What you will do ::
Nothing but the lines from the one containing "where the discolored" through the last line of the material should appear in the answer, transcribed exactly, pictures excluded.

Record extracts ::

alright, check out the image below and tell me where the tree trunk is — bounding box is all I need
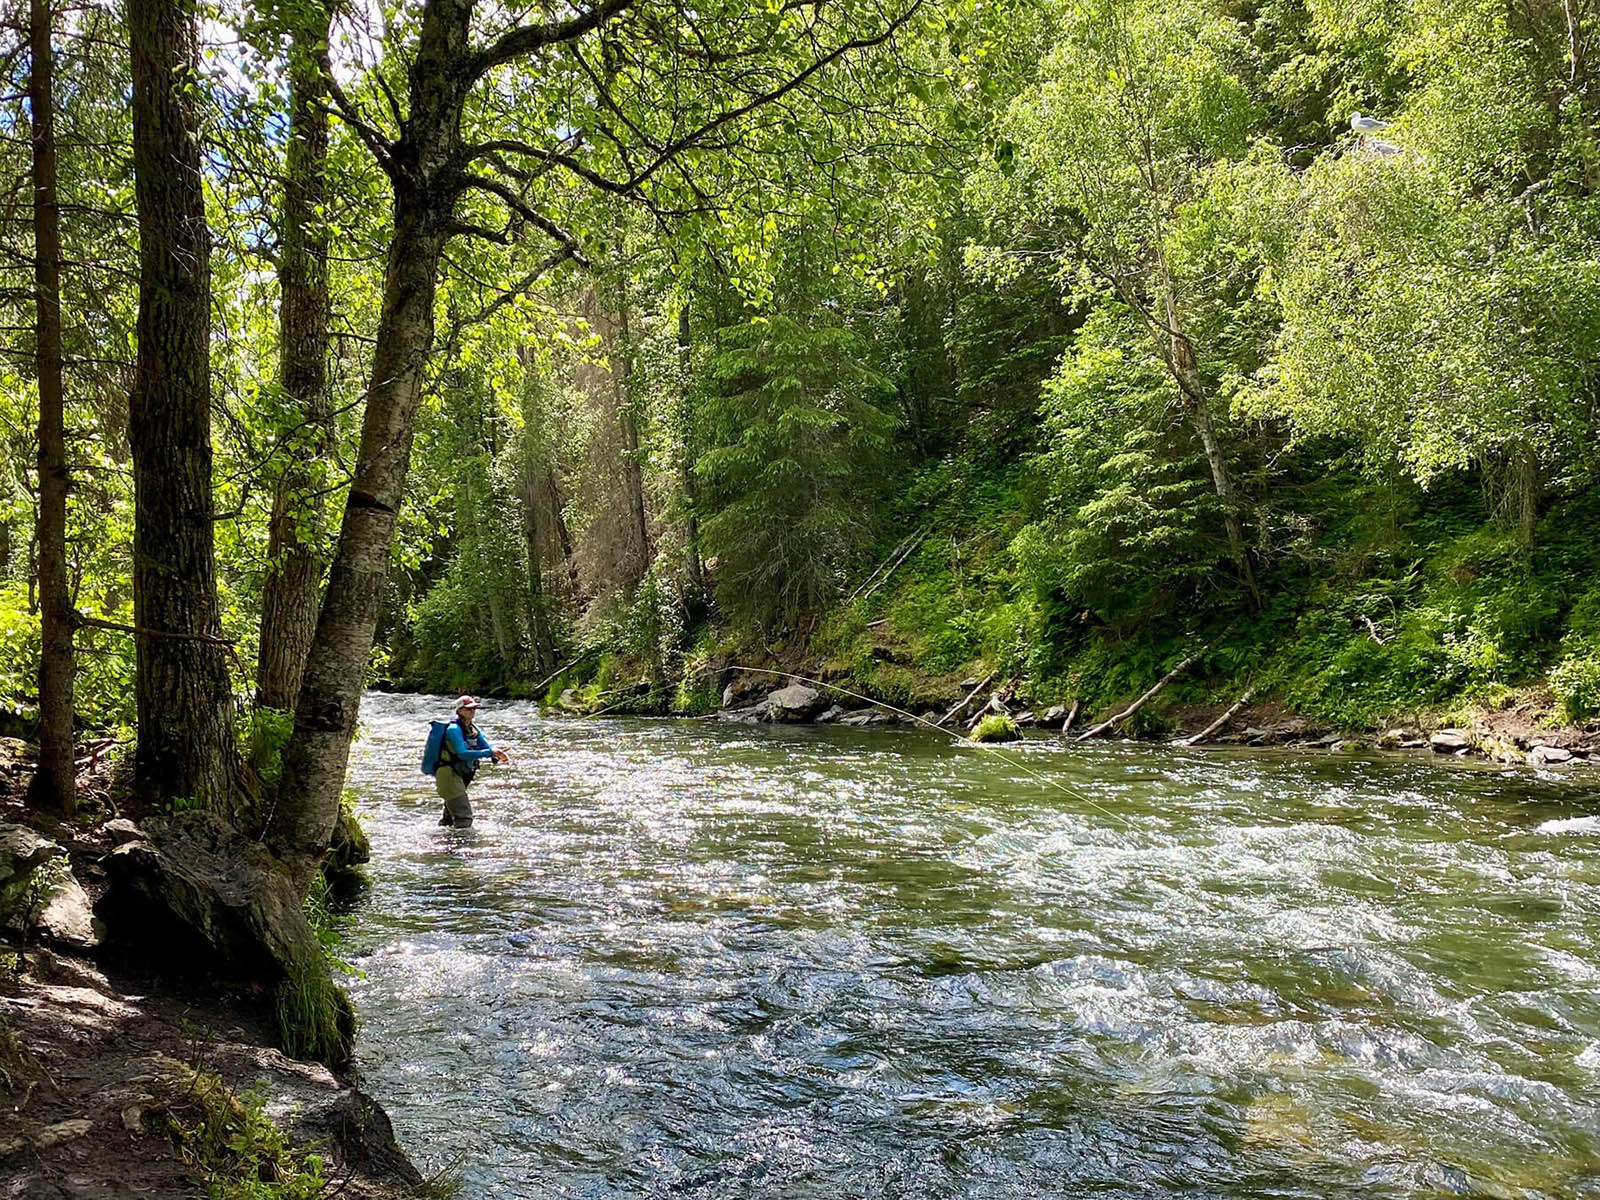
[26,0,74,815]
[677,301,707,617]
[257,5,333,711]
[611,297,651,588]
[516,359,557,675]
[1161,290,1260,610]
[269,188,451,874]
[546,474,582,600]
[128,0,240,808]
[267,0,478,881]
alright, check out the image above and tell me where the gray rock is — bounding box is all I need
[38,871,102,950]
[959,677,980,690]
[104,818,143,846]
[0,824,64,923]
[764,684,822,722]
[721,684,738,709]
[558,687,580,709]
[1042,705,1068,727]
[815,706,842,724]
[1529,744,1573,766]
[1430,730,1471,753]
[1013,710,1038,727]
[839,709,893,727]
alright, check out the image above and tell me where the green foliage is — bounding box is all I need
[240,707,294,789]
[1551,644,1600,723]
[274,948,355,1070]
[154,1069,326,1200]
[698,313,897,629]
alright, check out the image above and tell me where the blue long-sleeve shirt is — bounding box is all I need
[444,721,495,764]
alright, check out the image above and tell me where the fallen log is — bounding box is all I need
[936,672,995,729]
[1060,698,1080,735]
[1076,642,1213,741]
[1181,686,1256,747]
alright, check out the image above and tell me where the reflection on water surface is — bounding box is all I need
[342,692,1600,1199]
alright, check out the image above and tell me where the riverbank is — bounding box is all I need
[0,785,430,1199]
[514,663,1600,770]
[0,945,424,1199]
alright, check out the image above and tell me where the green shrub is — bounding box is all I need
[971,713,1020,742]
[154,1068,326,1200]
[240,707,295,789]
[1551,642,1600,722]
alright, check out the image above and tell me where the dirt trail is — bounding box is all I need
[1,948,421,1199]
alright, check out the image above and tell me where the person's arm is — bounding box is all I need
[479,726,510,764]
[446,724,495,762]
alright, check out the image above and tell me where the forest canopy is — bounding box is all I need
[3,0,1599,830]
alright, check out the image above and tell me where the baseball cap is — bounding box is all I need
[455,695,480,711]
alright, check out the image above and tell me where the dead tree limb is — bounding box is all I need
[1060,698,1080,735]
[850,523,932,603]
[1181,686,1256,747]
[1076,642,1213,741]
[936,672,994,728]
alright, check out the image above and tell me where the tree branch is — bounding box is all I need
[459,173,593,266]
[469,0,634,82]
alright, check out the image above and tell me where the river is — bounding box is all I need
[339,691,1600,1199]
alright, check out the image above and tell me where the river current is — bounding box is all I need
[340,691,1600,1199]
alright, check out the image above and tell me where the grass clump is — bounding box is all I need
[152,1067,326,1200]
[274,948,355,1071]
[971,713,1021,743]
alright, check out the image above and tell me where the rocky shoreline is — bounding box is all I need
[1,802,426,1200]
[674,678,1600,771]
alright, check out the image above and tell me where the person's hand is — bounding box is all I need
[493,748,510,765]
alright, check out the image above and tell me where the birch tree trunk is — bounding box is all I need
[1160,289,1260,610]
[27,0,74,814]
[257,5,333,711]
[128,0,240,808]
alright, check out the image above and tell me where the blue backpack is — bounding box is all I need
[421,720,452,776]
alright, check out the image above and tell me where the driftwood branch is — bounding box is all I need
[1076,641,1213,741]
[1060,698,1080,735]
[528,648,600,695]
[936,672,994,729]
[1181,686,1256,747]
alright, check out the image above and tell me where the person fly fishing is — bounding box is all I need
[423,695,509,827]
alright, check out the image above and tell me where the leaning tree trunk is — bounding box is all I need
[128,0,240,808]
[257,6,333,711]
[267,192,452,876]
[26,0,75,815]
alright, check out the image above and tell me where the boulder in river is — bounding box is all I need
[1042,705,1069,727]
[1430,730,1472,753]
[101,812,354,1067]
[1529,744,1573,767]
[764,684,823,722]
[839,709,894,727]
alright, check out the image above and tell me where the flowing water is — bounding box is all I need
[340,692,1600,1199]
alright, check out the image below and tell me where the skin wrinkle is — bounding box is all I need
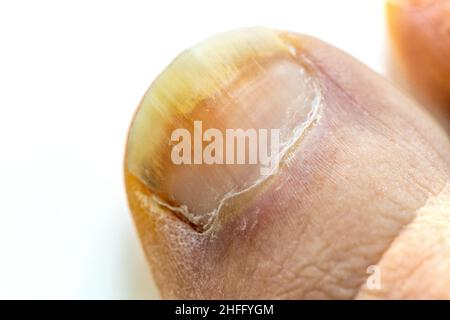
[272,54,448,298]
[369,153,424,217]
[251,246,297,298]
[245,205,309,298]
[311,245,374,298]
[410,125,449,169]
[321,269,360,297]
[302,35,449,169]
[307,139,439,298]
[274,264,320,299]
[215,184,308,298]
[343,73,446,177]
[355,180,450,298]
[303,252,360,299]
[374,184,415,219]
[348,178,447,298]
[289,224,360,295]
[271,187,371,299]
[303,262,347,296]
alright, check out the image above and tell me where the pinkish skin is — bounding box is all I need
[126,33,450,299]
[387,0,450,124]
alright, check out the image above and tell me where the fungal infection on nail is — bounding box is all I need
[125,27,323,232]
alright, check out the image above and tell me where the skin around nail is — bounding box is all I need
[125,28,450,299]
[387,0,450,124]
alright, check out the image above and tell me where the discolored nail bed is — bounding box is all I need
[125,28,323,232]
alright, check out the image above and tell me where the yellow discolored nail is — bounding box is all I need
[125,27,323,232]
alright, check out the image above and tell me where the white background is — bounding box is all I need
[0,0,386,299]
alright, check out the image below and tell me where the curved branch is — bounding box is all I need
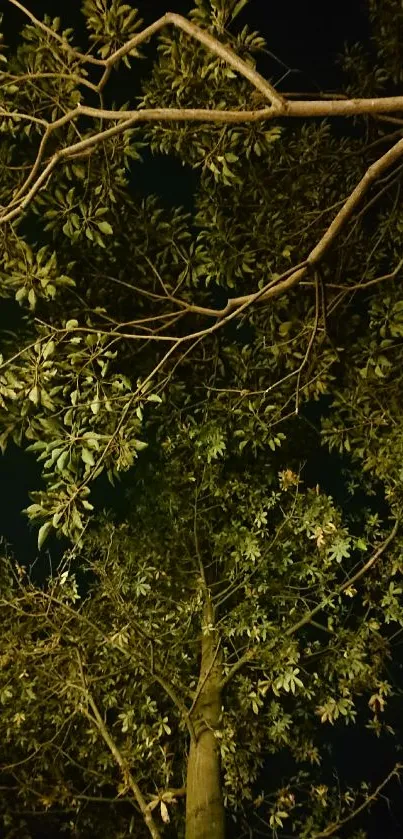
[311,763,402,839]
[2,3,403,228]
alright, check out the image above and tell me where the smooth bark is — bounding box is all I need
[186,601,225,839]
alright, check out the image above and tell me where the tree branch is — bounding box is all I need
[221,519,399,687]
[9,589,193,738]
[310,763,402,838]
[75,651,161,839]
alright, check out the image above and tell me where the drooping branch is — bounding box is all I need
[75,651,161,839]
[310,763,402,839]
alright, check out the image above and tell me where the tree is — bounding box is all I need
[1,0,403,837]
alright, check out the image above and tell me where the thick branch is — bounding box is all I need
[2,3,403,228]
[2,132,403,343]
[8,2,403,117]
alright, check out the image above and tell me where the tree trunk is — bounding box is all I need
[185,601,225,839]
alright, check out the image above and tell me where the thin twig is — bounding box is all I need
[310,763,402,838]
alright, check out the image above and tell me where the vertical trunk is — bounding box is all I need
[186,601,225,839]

Answer to this task ::
alright, check out the image above and tell me where the discolored nail bed is — bounding box is all I need
[125,28,323,232]
alright, check out the image above and tell me where the yellow discolored nail is — bounding box is all I need
[125,27,323,232]
alright, check out the image above and tell me where the white background is — bounding box is all I need
[0,0,386,299]
alright, check out the image below and tell me where the curved branch is — bounding box is all I need
[311,763,402,839]
[2,3,403,228]
alright, check out the image above and tell me where the smooth bark is — bounding box is all I need
[186,601,225,839]
alright, check out the image above and tell me where the tree branch is — bounding box is all I need
[221,519,399,687]
[9,589,193,738]
[310,763,402,838]
[75,651,161,839]
alright, check out the image above and tell me where the drooping branch is — bounding box is all I need
[75,651,161,839]
[310,763,402,839]
alright, check out the image above and tell me where the tree is — bounding box is all I need
[1,0,403,837]
alright, check out the image above and tell me where the thick branch is — bounding box is all I need
[2,3,403,228]
[2,132,403,343]
[8,2,403,117]
alright, check out the image above and tell me where the tree trunk is — bounding box is all I need
[185,601,225,839]
alright, check out the image above and tell me where the thin twig is — bounding box is all I need
[310,763,402,838]
alright, check out the image above and tell me where the vertical trunk is — bounding box is all I need
[186,601,225,839]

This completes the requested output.